GIVEN TASK>
Could you copy out the material below line for line, leaving out the pictures?

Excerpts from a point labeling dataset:
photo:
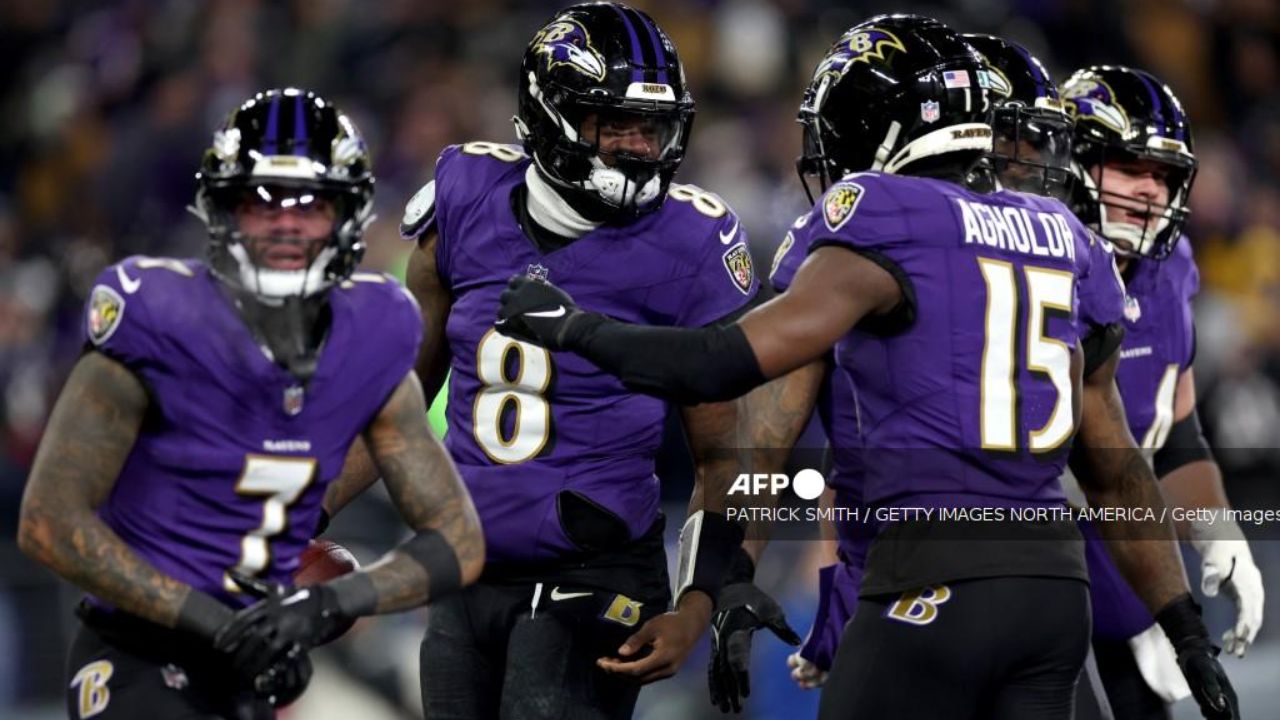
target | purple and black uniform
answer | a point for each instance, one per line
(1100, 299)
(528, 425)
(1159, 346)
(560, 456)
(232, 465)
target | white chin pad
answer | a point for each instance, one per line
(616, 188)
(282, 283)
(1138, 240)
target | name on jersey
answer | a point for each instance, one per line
(287, 445)
(1046, 235)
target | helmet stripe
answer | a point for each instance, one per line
(636, 59)
(1157, 104)
(300, 127)
(657, 48)
(270, 136)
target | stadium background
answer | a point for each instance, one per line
(106, 106)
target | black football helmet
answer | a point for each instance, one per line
(1032, 149)
(615, 67)
(1124, 114)
(286, 147)
(892, 91)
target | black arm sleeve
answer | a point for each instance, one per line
(682, 365)
(1184, 445)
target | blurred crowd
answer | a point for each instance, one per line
(106, 106)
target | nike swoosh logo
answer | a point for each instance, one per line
(557, 313)
(128, 283)
(557, 595)
(727, 237)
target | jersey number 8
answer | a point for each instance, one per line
(520, 397)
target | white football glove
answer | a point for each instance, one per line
(1228, 564)
(804, 673)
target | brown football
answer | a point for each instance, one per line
(321, 561)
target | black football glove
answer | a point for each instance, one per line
(283, 683)
(1197, 659)
(536, 311)
(741, 610)
(284, 623)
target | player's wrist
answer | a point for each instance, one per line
(202, 615)
(1180, 619)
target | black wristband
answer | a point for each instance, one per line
(741, 568)
(435, 555)
(1182, 621)
(202, 615)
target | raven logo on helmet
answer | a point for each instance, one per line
(1093, 100)
(566, 42)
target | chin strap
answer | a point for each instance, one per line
(551, 210)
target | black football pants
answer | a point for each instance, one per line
(1000, 648)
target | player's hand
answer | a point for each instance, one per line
(743, 609)
(1210, 686)
(1228, 564)
(283, 683)
(670, 638)
(804, 673)
(535, 311)
(286, 621)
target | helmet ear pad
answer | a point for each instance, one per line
(594, 62)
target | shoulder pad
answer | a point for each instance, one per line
(419, 212)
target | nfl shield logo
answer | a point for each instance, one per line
(1132, 310)
(293, 400)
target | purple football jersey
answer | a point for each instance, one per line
(1159, 346)
(232, 470)
(1100, 300)
(970, 404)
(526, 424)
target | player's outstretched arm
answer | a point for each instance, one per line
(1112, 473)
(447, 550)
(433, 365)
(1191, 478)
(88, 437)
(832, 291)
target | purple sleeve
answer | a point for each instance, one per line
(117, 318)
(1101, 291)
(723, 281)
(787, 258)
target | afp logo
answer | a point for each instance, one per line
(808, 483)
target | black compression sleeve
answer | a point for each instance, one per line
(1184, 445)
(679, 364)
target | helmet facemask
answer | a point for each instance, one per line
(1152, 228)
(1032, 150)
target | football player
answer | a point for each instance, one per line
(1031, 153)
(187, 455)
(570, 618)
(952, 313)
(1136, 165)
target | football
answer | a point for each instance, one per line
(321, 561)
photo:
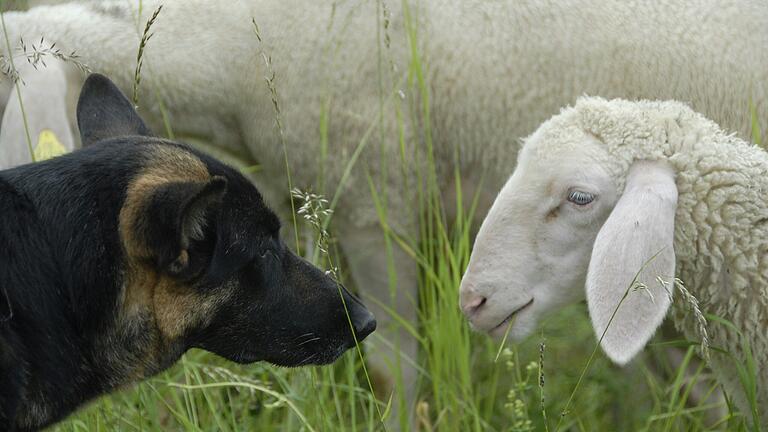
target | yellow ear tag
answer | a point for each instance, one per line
(48, 146)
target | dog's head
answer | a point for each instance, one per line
(203, 260)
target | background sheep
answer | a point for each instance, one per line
(493, 71)
(648, 187)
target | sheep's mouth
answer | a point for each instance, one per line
(509, 318)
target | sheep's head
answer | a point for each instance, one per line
(581, 209)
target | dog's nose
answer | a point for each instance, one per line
(364, 322)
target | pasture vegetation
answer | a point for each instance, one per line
(467, 381)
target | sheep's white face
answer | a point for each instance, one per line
(532, 251)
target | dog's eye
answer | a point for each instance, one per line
(580, 197)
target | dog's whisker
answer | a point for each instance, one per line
(310, 340)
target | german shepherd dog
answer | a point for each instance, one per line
(116, 259)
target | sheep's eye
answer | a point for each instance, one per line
(580, 197)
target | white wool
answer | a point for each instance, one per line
(637, 159)
(495, 70)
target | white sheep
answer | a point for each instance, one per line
(607, 189)
(494, 70)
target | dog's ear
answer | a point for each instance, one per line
(104, 112)
(635, 241)
(177, 216)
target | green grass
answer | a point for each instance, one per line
(467, 382)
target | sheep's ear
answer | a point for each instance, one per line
(103, 112)
(634, 244)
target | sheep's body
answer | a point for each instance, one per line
(718, 228)
(494, 71)
(721, 222)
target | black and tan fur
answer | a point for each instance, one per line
(116, 259)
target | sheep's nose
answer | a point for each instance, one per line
(471, 302)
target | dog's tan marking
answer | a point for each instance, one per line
(174, 307)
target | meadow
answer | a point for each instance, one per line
(557, 380)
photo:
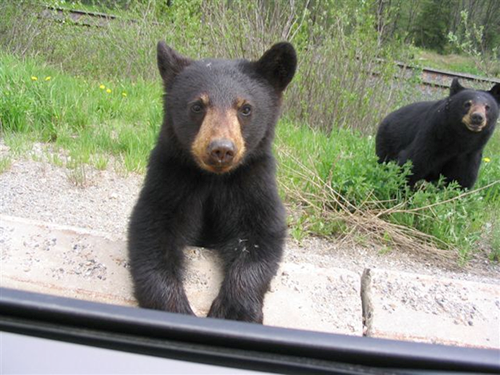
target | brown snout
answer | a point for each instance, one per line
(219, 145)
(221, 152)
(475, 119)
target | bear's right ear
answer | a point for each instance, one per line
(495, 92)
(455, 87)
(170, 63)
(278, 65)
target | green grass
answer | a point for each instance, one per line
(332, 181)
(339, 173)
(456, 63)
(88, 118)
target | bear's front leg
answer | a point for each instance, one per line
(247, 278)
(156, 262)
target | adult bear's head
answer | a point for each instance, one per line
(223, 112)
(477, 110)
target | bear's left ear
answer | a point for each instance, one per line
(495, 92)
(278, 65)
(455, 87)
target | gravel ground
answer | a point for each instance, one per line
(102, 201)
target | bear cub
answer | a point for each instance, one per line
(444, 137)
(211, 182)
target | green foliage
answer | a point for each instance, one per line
(340, 173)
(84, 116)
(339, 95)
(433, 24)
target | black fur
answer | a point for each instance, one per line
(434, 137)
(238, 213)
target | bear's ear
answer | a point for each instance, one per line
(455, 87)
(495, 92)
(170, 63)
(278, 65)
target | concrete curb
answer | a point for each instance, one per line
(74, 262)
(89, 265)
(405, 306)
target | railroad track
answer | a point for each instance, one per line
(432, 80)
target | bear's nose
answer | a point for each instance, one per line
(221, 151)
(477, 118)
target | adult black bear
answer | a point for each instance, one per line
(211, 182)
(444, 137)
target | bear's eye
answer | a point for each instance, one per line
(246, 110)
(197, 108)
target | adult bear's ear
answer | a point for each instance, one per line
(455, 87)
(495, 92)
(170, 63)
(278, 65)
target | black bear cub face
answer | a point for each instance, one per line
(220, 115)
(211, 182)
(445, 137)
(476, 109)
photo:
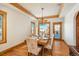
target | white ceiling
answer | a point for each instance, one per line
(35, 8)
(49, 8)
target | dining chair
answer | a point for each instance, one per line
(33, 47)
(49, 45)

THE ANSWER>
photo:
target | purple and black uniform
answer | a point for each instance, one per line
(1100, 299)
(528, 425)
(1159, 346)
(560, 456)
(232, 465)
target | white chin pad
answer | a point for each instance, one per line
(616, 188)
(282, 283)
(1138, 240)
target | name on jersey
answer | a point for each instance, one per line
(287, 445)
(1046, 235)
target | helmet stripe
answer | a point for each instance, one per line
(636, 59)
(1157, 104)
(300, 127)
(657, 48)
(270, 136)
target | stadium background
answer | a point for each instance, one per line
(106, 106)
target | black football helmet
answer | a point for each instance, one per line
(1032, 149)
(615, 67)
(1124, 114)
(286, 147)
(892, 91)
target | black arm sleeve
answer | a point for each instance, one per line
(682, 365)
(1184, 445)
target | blurred crowd
answer | a point for each instance, one per line
(106, 106)
target | nike swoosh logo
answer | a point for each instance, one per line
(557, 313)
(128, 283)
(557, 595)
(727, 237)
target | jersey number 8
answer | a point for each instance, one per line
(520, 397)
target | white football glove
answer | a point for each instance, one per line
(1228, 564)
(804, 673)
target | brown football
answer | a point for each instance, one per line
(321, 561)
target | black football glove
answer | a point for each instance, one per line
(283, 683)
(1197, 659)
(536, 311)
(741, 610)
(284, 623)
target | player's wrist
answer | a point for each instance, one per line
(202, 615)
(1180, 619)
target | black wristband
answer | a point for each instance, one per line
(741, 568)
(435, 555)
(1182, 621)
(202, 615)
target | raven logo on helmet
answer | a point for each instance, one per line
(1093, 100)
(566, 42)
target | chin strap
answer | a point for each instance, one per line
(551, 210)
target | black football pants
answer | a point for each instance, one per line
(1000, 648)
target | player's hand
answer | a point for each instance, one per line
(743, 609)
(1210, 686)
(1228, 564)
(283, 683)
(670, 638)
(804, 673)
(535, 311)
(286, 621)
target | helmet ear pad
answer | a point for each instance, one per line
(594, 62)
target | shoulder pad
answer | a point for each instance, one per line
(419, 212)
target | nfl shield logo
answer | a point for each instance, one per line
(1132, 310)
(293, 400)
target | purple football jersey
answer | a point for each instance, one per line
(1159, 346)
(232, 470)
(1100, 300)
(970, 404)
(526, 424)
target | player's outstretched arm
answer | a point for each instance, one per line
(1112, 473)
(447, 550)
(433, 365)
(1191, 478)
(88, 437)
(832, 291)
target | purple sleeve
answer | a point for each instance, one per line
(117, 318)
(1101, 291)
(723, 281)
(787, 258)
target | afp logo
answer | a point for each instance, one per line
(808, 483)
target | black compression sleeve
answer | a point for each instance, one per line
(1184, 445)
(679, 364)
target | helmet facemask
answer | a point for each instance, one per line
(1152, 228)
(1032, 150)
target | football player
answer | a point for each instance, one per line
(1031, 153)
(187, 455)
(570, 618)
(952, 313)
(1136, 165)
target | football
answer | a point for each instance, one per line
(321, 561)
photo:
target | yellow ear tag
answer | a point for each instance, one per line
(48, 146)
target | dog's head
answer | a point for each instance, one per line
(203, 260)
target | background sheep
answer | a point for each instance, one per line
(493, 71)
(648, 187)
target | sheep's mouth
answer | a point for each instance, one per line
(509, 318)
target | sheep's head
answer | a point for each instance, one per line
(581, 209)
target | dog's nose
answer | a point for each instance, one per line
(364, 322)
target | pasture vegetation
answer | a point for each instance, one per line
(467, 381)
target | sheep's white face
answer | a point for each instance, one per line
(532, 251)
target | dog's eye
answer | a point for each instance, one per line
(580, 197)
target | dog's whisker
answer | a point for each instance, one per line
(310, 340)
target | german shepherd dog
answer | a point for each instance, one per line
(116, 259)
target | sheep's eye
answer | a point for each instance, one per line
(580, 197)
target | white wool
answer | a point for each instance, one per line
(637, 159)
(495, 70)
target | white sheep
answer | a point for each instance, one per line
(607, 189)
(494, 70)
target | dog's ear
answer | a point for each instance, one per line
(104, 112)
(635, 241)
(177, 216)
target | green grass
answer | a point for each instance, one per line
(467, 382)
target | sheep's ear
answer | a point for each instance, one per line
(103, 112)
(634, 244)
target | sheep's body
answer | a point for each instance, one per line
(718, 228)
(494, 71)
(721, 222)
target | black and tan fur
answer | a point for each instance, one per line
(116, 259)
target | sheep's nose
answer | a point for each instance, one per line
(471, 302)
target | dog's tan marking
answer | a point for each instance, one per line
(174, 307)
target | meadow
answer | a point for each instance, one per line
(557, 380)
photo:
target | brown snout
answer | a point for each instance, one per line
(219, 145)
(221, 152)
(475, 119)
target | bear's right ear
answer | a point for each instance, one per line
(495, 92)
(455, 87)
(170, 63)
(278, 65)
target | green grass
answer | a point for each instance, one per line
(332, 181)
(339, 173)
(456, 63)
(88, 118)
target | bear's front leg
answer | a point for each instance, one per line
(247, 278)
(156, 262)
target | adult bear's head
answer | a point for each instance, one per line
(223, 112)
(477, 110)
target | bear's left ear
answer | a point for each instance, one per line
(495, 92)
(278, 65)
(455, 87)
target | gravel ground
answer | a point for each instance, one per line
(102, 201)
target | bear cub
answer | a point for each instance, one per line
(444, 137)
(211, 182)
target | green foliage
answer | a point for each instance, one per line
(340, 173)
(84, 116)
(339, 95)
(433, 24)
target | black fur
answer | a point for each instance, one per line
(434, 137)
(238, 213)
target | bear's ear
answer | a point for each instance, one per line
(455, 87)
(495, 92)
(170, 63)
(278, 65)
target | concrete curb
answer | a point for each instance, one per line
(74, 262)
(89, 265)
(405, 306)
target | railroad track
answer | a point for each instance, one per line
(432, 80)
target | bear's nose
answer | a point for each instance, one per line
(221, 151)
(477, 118)
target | adult black bear
answer | a point for each instance, one per line
(211, 182)
(444, 137)
target | bear's eye
answer | a point for each instance, one per line
(246, 110)
(197, 108)
target | adult bear's ear
answer | a point for each instance, one per line
(455, 87)
(495, 92)
(170, 63)
(278, 65)
target | black bear cub face
answer | a point for each instance, one per line
(220, 115)
(211, 182)
(445, 137)
(476, 109)
photo:
target | white ceiling
answer | a point for each instance, one per line
(35, 8)
(49, 8)
target | dining chair
answer | a point for each instance, one per line
(33, 47)
(49, 45)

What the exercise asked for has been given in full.